Source data:
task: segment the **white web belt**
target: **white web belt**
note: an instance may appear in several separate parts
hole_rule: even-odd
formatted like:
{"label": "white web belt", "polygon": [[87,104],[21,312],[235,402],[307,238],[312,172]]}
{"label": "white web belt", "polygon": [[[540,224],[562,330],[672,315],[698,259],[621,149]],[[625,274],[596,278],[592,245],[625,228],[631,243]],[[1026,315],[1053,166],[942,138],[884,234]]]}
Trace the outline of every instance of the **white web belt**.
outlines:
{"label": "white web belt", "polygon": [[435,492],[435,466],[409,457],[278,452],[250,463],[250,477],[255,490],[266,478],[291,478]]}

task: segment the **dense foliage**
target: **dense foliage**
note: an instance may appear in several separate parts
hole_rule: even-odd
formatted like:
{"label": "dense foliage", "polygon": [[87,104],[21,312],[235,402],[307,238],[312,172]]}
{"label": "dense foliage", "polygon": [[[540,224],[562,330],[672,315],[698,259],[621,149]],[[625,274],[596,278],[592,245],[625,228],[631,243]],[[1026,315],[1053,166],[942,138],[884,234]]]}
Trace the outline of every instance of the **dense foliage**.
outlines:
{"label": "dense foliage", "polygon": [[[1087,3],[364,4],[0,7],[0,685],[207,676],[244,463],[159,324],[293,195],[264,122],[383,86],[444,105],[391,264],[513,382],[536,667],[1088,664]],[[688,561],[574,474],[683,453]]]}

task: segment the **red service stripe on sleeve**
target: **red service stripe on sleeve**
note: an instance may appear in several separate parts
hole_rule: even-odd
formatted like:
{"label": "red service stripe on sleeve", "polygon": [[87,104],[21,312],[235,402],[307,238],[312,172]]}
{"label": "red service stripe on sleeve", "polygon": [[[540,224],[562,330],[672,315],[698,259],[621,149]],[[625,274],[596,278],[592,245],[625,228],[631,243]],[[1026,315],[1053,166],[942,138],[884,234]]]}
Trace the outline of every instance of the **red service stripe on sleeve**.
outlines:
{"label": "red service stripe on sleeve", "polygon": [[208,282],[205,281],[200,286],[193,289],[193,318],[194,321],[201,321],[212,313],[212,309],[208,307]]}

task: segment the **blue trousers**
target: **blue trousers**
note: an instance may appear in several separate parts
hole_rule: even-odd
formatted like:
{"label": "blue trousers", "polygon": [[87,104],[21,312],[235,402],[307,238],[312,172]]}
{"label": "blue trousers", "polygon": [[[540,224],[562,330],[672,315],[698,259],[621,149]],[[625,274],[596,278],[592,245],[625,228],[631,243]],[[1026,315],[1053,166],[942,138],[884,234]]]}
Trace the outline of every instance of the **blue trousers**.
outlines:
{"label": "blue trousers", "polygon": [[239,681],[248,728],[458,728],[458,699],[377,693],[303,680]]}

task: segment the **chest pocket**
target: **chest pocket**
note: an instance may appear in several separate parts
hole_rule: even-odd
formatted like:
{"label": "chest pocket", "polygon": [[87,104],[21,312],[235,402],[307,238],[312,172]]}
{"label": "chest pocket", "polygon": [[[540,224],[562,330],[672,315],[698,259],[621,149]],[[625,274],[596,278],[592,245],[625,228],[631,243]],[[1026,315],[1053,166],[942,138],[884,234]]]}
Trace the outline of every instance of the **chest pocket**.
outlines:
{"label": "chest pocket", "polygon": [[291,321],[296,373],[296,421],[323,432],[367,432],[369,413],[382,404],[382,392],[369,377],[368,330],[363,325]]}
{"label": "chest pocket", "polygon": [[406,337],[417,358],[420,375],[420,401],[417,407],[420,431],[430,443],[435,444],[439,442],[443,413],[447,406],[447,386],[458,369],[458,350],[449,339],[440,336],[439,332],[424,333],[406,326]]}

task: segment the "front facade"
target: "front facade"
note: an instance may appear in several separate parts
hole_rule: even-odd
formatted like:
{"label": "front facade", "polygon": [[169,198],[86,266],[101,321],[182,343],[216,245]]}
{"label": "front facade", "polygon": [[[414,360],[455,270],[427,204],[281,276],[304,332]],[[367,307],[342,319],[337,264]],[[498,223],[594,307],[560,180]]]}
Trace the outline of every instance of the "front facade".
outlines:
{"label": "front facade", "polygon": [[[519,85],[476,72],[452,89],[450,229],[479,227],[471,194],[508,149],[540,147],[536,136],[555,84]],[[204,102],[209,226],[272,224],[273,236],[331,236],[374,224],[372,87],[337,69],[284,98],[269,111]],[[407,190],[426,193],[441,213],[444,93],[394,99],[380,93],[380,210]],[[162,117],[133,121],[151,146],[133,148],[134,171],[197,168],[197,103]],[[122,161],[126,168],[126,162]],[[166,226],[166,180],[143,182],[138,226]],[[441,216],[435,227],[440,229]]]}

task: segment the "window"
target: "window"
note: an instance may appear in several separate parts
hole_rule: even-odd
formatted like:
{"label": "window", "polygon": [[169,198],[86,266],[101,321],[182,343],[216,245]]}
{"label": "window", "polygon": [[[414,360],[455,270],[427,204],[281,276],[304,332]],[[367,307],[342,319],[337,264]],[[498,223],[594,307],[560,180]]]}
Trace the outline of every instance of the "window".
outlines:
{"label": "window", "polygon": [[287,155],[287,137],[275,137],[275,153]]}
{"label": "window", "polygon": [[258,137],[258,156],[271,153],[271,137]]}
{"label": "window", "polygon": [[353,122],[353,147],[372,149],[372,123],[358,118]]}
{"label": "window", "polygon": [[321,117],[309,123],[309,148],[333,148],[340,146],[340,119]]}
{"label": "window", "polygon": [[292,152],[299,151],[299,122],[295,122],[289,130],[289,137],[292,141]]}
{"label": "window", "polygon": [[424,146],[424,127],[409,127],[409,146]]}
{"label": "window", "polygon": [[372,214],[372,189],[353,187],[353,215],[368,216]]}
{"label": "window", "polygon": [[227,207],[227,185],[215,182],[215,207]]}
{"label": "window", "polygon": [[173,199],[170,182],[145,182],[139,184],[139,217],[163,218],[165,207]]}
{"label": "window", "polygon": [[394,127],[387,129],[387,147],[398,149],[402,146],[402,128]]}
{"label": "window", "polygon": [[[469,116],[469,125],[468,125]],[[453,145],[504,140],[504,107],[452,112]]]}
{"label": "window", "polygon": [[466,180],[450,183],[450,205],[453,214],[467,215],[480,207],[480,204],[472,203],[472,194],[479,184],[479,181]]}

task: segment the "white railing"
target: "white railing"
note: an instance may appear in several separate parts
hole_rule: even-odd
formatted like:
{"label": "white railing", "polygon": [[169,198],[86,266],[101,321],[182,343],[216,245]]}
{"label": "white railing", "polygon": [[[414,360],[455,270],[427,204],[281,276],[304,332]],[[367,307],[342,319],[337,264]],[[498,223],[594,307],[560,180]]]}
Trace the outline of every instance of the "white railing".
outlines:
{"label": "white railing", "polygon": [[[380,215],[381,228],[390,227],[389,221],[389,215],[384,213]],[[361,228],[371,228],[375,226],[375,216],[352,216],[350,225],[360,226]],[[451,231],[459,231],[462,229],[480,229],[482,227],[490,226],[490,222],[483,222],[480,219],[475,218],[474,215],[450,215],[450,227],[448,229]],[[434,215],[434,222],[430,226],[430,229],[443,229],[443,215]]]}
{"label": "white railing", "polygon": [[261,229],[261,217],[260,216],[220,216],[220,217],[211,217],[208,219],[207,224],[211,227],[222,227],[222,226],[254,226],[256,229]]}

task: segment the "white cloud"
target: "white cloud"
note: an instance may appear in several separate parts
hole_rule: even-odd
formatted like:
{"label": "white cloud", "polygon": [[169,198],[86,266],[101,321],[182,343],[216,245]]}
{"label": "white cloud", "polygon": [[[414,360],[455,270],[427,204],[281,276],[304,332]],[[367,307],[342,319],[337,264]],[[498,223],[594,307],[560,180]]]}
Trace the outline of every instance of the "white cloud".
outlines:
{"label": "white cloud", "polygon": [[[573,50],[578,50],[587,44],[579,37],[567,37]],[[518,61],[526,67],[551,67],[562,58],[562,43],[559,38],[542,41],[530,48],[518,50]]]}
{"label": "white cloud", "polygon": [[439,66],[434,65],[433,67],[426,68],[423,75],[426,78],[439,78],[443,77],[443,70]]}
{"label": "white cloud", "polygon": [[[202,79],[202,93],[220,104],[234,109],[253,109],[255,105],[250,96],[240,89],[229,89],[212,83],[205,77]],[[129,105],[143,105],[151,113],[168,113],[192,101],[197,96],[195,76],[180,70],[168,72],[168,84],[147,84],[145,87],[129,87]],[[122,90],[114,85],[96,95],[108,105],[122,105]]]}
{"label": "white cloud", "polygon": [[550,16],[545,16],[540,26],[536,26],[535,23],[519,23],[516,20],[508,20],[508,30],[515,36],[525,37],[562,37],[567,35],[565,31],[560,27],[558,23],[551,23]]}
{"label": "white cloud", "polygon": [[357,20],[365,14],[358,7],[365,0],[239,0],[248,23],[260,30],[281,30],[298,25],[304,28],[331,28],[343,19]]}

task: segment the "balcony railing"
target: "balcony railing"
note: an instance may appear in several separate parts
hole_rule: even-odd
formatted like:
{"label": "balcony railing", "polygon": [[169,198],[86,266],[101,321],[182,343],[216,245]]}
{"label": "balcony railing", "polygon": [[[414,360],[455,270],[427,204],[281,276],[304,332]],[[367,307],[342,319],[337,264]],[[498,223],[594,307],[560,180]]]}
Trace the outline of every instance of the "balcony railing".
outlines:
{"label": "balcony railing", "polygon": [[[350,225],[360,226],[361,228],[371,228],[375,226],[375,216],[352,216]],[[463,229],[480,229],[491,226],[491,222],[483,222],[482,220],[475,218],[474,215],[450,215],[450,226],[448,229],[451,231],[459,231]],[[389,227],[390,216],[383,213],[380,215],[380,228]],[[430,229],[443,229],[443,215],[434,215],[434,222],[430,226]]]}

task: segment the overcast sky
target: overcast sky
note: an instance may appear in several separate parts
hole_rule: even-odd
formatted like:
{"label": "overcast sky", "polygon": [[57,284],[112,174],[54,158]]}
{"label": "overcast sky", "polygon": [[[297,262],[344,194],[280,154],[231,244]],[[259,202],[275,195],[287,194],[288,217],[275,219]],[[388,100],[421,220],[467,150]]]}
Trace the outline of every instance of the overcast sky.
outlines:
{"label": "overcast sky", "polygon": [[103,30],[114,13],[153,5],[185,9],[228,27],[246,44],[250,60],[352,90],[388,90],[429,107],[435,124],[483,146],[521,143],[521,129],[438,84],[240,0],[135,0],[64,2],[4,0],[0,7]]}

Work to complete: Please retype the lines from the line with "task: segment the overcast sky" up to and including the last line of the records, character for character.

Correct output:
task: segment the overcast sky
target: overcast sky
note: an instance may appear in several separate parts
hole_rule: even-odd
formatted like:
{"label": "overcast sky", "polygon": [[57,284],[112,174],[54,158]]}
{"label": "overcast sky", "polygon": [[[297,262],[344,194],[280,154],[231,244]],[[259,202],[275,195],[287,194],[288,217],[275,219]],[[388,100],[421,220],[467,150]]]}
Trace the outline of every instance of the overcast sky.
outlines:
{"label": "overcast sky", "polygon": [[103,30],[114,13],[153,5],[185,9],[228,27],[246,44],[250,60],[352,90],[388,90],[429,107],[435,124],[483,146],[521,143],[521,129],[438,84],[240,0],[135,0],[64,2],[4,0],[0,7]]}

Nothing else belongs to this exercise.